Exercise instructions:
Locate the line containing "Identify each instance of the blue sea" in the data below. Reproduce it and every following line up to the end, exactly as given.

Material provided:
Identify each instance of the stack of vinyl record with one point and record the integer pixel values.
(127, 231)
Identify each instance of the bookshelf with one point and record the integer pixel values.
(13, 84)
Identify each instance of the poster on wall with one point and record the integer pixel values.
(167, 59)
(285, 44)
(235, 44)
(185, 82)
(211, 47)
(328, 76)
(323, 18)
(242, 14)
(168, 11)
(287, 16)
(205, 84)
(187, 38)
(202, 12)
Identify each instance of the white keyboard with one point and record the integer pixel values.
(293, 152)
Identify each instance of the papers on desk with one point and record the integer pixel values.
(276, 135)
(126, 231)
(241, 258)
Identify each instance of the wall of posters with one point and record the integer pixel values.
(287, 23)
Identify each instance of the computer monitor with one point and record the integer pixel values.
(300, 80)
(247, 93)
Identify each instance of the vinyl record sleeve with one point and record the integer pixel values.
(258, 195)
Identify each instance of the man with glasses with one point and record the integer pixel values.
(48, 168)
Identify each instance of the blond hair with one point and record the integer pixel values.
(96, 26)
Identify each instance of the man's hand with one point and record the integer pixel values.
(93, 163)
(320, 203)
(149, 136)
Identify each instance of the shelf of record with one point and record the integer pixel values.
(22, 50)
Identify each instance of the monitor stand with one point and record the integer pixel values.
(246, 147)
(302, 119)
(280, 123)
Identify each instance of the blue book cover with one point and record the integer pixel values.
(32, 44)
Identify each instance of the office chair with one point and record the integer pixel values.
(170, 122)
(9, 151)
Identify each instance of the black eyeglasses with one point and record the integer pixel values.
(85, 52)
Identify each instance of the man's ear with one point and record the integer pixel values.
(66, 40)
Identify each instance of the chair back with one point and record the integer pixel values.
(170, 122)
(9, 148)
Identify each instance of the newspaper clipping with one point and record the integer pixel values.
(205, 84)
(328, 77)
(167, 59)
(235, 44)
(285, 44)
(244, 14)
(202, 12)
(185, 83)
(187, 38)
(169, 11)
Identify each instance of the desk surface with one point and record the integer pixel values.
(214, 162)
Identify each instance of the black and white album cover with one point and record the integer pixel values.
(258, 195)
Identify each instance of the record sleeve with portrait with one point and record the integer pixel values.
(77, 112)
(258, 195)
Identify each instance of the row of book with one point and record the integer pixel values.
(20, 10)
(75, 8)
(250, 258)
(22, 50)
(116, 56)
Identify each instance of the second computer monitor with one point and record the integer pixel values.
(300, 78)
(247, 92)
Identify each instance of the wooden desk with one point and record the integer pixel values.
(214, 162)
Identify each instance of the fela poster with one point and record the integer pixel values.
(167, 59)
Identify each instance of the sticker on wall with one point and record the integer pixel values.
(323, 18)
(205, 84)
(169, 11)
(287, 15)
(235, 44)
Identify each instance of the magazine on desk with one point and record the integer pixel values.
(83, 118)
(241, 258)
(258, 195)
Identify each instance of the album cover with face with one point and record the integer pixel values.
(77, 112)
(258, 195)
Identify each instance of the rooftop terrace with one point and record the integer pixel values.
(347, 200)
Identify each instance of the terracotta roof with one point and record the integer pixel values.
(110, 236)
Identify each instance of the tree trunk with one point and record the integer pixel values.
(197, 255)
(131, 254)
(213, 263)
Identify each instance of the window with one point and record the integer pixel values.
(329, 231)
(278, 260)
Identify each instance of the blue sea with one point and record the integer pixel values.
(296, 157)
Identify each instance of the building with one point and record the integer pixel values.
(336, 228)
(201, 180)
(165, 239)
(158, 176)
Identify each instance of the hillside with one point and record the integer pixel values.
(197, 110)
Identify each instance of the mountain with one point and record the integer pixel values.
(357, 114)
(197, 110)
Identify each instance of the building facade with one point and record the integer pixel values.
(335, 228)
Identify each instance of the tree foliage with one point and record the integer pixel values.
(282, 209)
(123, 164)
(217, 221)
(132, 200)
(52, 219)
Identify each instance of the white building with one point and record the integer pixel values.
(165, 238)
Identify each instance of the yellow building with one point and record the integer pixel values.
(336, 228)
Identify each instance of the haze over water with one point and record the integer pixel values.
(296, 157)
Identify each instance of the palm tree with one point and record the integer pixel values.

Answer to this task:
Identify each instance of the blue sea with one point and record the integer pixel values.
(296, 157)
Identify each instance of the building with one point and record the integer pixel values.
(336, 228)
(201, 180)
(165, 239)
(158, 176)
Identify each instance of the hillside with one point and record the integer pixel values.
(197, 110)
Identify each instance of the mountain with one point and record the integer pixel values.
(357, 114)
(197, 110)
Identify each instance of the building facade with one point and record the integer pixel values.
(335, 228)
Identify each instance of the tree foliage with one point and record the integer pixel values.
(282, 209)
(123, 164)
(217, 221)
(132, 200)
(52, 219)
Identify each instance of the white building with one point and record the integer pixel values.
(165, 238)
Identify each instance of the yellow building with one point and record the integer pixel values.
(336, 228)
Identify each instance of the haze over water with one point and record the integer pixel values.
(296, 157)
Identify each instance of the palm tree with one point and record the integer pixel values.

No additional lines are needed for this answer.